Text block
>> start

When we're first introduced to Harkin and the quite captivating Sunny there is a decent set-up of this mismatched couple, but they hop into bed so quickly and casually any 'will they/won't they' tension is thrown away. Indeed, any notion of a 'rocky romance' storyline between the pair – with the injection of Sylvia into the equation – is almost entirely discarded once the ski competition begins. Sunny leaves in a huff, having found Harkin bonking Sylvia in a hot-tub (there's a suggestion Sylvia drugged Harkin, but again this is ignored by the narrative), only for Sunny to then immediately decide to stay and try to learn how to ski … because why? To get Harkin back? Fine, but so little time is afforded to the characters' motivations and goals that the viewer receives no real settlement to the trials and tribulations of the Harkin/Sunny/Sylvia/Rudi relationship machinations.

Indeed, it's hard to come by resolution to any of the myriad plot lines that are introduced – such as the possibility of a corrupted competition, Sunny's possible drug dependency, or Dan's squandered talent. As a result, any sense of conflict is left feeling dry with the actual ski competition lacking any real personal stakes for those involved. The closest you get is a vague sense of flag-waving pride come the finale, which is sort of like Rollerball meets the Winter Olympics.

“What the fuck is Chinese Downhill?” It should be noted, however, that the film does successfully exploit its ski lodge setting, particularly through the use of professional skiers, who gift the film's copious ski sequences with impressive feats of technical prowess and daring stunts. These sequences are well shot, with the climactic battle doing a good job of keeping the viewer 'in the action', but come the second half of the movie it's as if almost everything else is tossed aside in favour of skiing.

“I suppose a fuck's out of the question, huh?” One of the key things about exploitation movies is this: they're honest about what they are – and Hot Dog … The Movie! isn't shy about admitting it's a '1980s raunch-com', a 'destination T&A' flick if you will. Flingin' a whole slew of bared flesh at the viewer early on – including an exhibitionist motel manager and the pre-requisite sex scenes – the movie inevitably stumbles into iffy territory, especially in the context of today's climate. A trip to the local booze joint rapidly turns into a wet t-shirt competition for a braying audience, whose somewhat barbarian eagerness curiously taints the otherwise gleeful abandon exhibited, when everyone whips off each others' tops amidst spraying geysers of frothy beer.

>> end

Entries from a dataset:
>> start

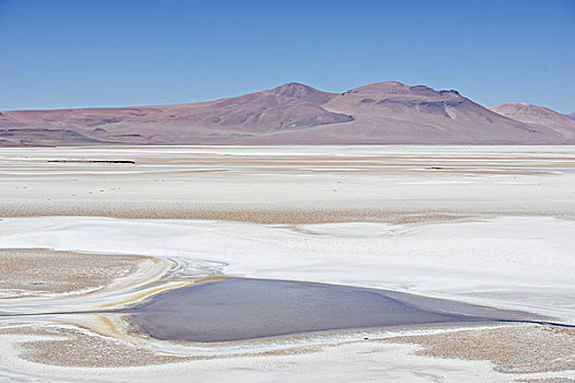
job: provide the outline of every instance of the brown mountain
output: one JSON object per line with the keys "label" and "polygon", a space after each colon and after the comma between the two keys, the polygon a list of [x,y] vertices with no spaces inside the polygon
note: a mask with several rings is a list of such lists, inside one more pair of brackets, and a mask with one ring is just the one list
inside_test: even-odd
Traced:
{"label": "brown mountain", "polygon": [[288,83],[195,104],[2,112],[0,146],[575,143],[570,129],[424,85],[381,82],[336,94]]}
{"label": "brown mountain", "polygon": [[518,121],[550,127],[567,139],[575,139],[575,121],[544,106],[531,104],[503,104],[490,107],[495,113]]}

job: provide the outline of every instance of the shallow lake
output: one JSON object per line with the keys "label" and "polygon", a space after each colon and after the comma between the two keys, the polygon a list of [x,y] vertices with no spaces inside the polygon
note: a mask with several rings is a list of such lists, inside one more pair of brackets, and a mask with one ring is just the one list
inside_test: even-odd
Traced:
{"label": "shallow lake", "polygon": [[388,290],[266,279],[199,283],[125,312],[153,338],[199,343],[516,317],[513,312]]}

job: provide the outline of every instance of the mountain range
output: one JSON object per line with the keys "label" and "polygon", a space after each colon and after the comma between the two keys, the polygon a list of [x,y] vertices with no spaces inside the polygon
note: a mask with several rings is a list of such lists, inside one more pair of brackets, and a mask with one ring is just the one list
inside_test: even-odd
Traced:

>> end

List of tasks
1) Name every character in the film review, using the names the review gives them.
2) Write the next part of the film review, picking up right after its last sentence.

The responses
1) Harkin, Sunny, Sylvia, Rudi, Dan

2)
Similarly odd is the character of Squirrel. Characterised as a bit of a dimwit whose nose is almost always lacquered with bright white sun block, he has absolutely zero game when it comes to women. His crude come-ons are, naturally, utterly ineffective on the ski lodge ladies who all toss their drinks in his face, but then a rather off-colour comment only receives a limp rebuke. And ultimately Squirrel, this inept creepo, is rewarded when a 'snow bunny' throws herself at him on a ski lift. Another draft wouldn't have gone amiss to smooth out these bumps – bumps like a strange line of dialogue which references Sunny's age. When asked how old she is, she states “eighteen, in April” … but there's no clarity as to when this film is set. Is April in the past or the future?

Still, some awkward moments aside, there is little point in seriously criticising a 30-something year-old movie for it's 30-something year-old outlook on life. Today's a-ok is tomorrow's tugged shirt collar, and the vast majority of audience members are quite capable of understanding the space-time continuum of film release dates and the difference between fiction and reality.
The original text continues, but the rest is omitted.